**TASK TO CARRY OUT:** Your task is to repeat the data exactly, every line of it.

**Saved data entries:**
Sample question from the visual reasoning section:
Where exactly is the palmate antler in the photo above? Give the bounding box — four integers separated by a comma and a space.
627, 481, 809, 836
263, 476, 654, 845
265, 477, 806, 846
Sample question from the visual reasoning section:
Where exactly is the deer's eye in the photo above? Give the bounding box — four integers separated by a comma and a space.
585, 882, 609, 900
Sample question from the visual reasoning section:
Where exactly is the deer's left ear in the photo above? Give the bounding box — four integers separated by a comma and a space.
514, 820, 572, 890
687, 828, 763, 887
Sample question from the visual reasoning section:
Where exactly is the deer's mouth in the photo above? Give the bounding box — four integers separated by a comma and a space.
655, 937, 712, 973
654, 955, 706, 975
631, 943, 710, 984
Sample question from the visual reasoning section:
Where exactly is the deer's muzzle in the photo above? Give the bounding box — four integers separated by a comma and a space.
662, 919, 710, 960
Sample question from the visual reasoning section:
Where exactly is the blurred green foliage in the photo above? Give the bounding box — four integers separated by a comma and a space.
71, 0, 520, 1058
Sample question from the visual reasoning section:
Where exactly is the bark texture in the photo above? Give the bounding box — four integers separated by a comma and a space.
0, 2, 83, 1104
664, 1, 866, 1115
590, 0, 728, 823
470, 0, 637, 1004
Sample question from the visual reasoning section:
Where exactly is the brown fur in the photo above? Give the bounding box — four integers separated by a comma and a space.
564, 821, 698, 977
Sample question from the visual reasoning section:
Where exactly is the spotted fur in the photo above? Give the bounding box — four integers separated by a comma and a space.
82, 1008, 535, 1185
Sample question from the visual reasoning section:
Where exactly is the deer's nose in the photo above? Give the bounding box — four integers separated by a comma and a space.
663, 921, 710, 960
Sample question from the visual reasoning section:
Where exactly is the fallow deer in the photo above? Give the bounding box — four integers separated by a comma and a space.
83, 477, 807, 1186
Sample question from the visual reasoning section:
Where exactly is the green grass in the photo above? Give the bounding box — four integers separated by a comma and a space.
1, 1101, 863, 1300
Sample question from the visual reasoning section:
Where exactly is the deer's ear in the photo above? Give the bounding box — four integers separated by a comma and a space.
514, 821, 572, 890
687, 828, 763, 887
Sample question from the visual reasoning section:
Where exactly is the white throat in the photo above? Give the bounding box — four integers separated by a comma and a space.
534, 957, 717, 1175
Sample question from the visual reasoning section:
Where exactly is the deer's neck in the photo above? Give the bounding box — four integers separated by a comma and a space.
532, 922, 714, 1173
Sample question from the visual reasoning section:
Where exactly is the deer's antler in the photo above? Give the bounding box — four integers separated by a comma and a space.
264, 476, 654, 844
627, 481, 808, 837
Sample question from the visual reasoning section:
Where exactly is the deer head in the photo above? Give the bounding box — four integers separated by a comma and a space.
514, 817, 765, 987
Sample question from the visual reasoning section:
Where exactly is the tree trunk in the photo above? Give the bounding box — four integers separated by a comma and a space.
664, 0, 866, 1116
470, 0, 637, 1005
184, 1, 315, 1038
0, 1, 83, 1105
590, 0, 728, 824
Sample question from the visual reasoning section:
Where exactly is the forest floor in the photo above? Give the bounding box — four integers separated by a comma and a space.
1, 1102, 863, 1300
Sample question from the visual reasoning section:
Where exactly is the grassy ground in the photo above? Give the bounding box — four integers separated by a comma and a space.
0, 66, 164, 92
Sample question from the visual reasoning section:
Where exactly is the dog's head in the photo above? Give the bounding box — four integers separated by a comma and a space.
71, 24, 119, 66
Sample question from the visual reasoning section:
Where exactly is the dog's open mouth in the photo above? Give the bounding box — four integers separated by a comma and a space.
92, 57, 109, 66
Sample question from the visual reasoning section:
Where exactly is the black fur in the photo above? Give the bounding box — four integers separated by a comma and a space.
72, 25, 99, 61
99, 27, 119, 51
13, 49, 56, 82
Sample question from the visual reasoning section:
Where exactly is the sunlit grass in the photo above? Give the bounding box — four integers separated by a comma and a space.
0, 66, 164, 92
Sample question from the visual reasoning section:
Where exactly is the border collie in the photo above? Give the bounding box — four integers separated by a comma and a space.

**WRITTEN REPLY:**
Sample question from the visual reasoning section:
Where exactly is the palmate antler in the photo above? Give the bounding box — four integers separated by a comma and a space.
627, 481, 809, 836
263, 476, 654, 845
265, 477, 806, 846
Sample question from the visual reasoning section:
Where exactly is the deer's eye in the photo above? Give the bounding box — four integers separated by a comma and a space.
585, 882, 609, 900
Sample question from the visual reasoning section:
Where exactly is the deer's left ear in the photo above? Give the bounding box — four integers separated by a comma and a space.
514, 820, 572, 890
687, 828, 763, 887
Sample question from the visual reasoning section:
Where exactly is the deer's mouth in the photo above? Give the bounding box — four integers separated by a comma and a space.
655, 937, 712, 973
654, 955, 706, 975
631, 943, 710, 984
Sample question from the visual reasoning section:
Where exactly is the deer's muzzle in the photo above? Give the bounding box — four integers separated by a comma and a space.
662, 919, 710, 960
Sample question from the visual reasoning section:
Where exactly is the blurred green foliage in the photo above? Give the bounding box — four integers separated by a comma and a space.
71, 0, 520, 1058
Sample question from the visual reasoning section:
Where exactly is the bark texture in the photo above? Give the bounding box — four integers separated by a comma and a space.
0, 2, 83, 1104
664, 1, 866, 1115
590, 0, 728, 823
470, 0, 637, 1004
Sample question from the visual reasoning section:
Where exactly is the brown fur in the photo above? Give the bounding box — four integers separated by a comma and a space.
564, 821, 698, 977
Sample question from the visual reasoning section:
Where exactly is the spotted fur in the photo above? Give the bounding box — four integers separated by a comma and a space.
82, 1008, 535, 1185
Sample question from the visual reasoning section:
Where exactly is the deer's nose in the photo above? Give the bounding box — four integers separated by a comma and a space.
663, 921, 710, 960
Sample question from the visual reasoning section:
Where exactly is the fallow deer in the photo above? Give the bounding box — four integers separated by a comma and a space.
83, 477, 807, 1186
Sample question from the visual reasoning section:
Where exactly is the green grass in the photo above? Give the bounding box — four integers separated by a comma and a space.
1, 1101, 863, 1300
Sample question from the visual reasoning section:
Where exactly is the deer's ear in the photo above? Give the bounding box — four integers separated by a comma and a space.
514, 821, 572, 890
687, 828, 763, 887
Sample question from the visual reasoning section:
Where exactly is the white throat in the photo above? Give the bounding box — four integers separated by a comma and a space.
534, 957, 717, 1175
Sample question from the visual reasoning section:
Where exactly is the deer's neck in the photo above? Give the bounding box — four integers separated by a comma and a space.
532, 922, 714, 1173
Sample question from the visual reasoning section:
Where exactly is the deer's antler in the photo above? Give the bounding box — four integers separated by a comma and a space.
264, 476, 654, 844
627, 481, 808, 837
Sample question from the visual reasoning section:
Where exactly is the deer head in the photo above? Give the bounding box — four integers separated by a comma and a space.
514, 817, 765, 987
Sample question from the visual reasoning section:
Where exactly is the tree trunk in the photo above? Give the bounding box — four integers separated by a comma and a space.
664, 0, 866, 1116
470, 0, 637, 1005
184, 1, 315, 1038
0, 1, 83, 1105
590, 0, 728, 824
Sample question from the visual reasoning section:
Where exactly is the forest floor in the photo above? Give the bounding box — four integers separated by a comma and a space.
1, 1102, 863, 1300
Sample question from the visual reasoning section:
Where exactly is the grassy ground in the photo above? Give the bounding box — four integers separated by a comma and a space.
0, 66, 164, 92
Sample question from the visual reasoning section:
Where exactly is the dog's head in the photo above? Give the bounding box — four integers separated by a comma and a space.
71, 24, 119, 66
Sample question from the visual reasoning section:
Where exactly is the dog's open mouth in the photo above? Give the bounding box — four integers separated by a comma and a space.
92, 57, 109, 66
Sample question from the visual reasoning section:
Where exactly is the black fur in the photo above? Give the bounding box — four integers separated by a comma and a space.
72, 25, 99, 61
99, 27, 119, 51
13, 49, 56, 82
Sample question from the visual reasoning section:
Where exactly is the sunlit grass in the photo above? Give the bounding box — four integers separated by a comma and a space.
0, 66, 164, 92
Sample question from the visual reasoning section:
Where exactly is the border collie in the photo above? Give the bounding box — four integers separated by a comma and a space.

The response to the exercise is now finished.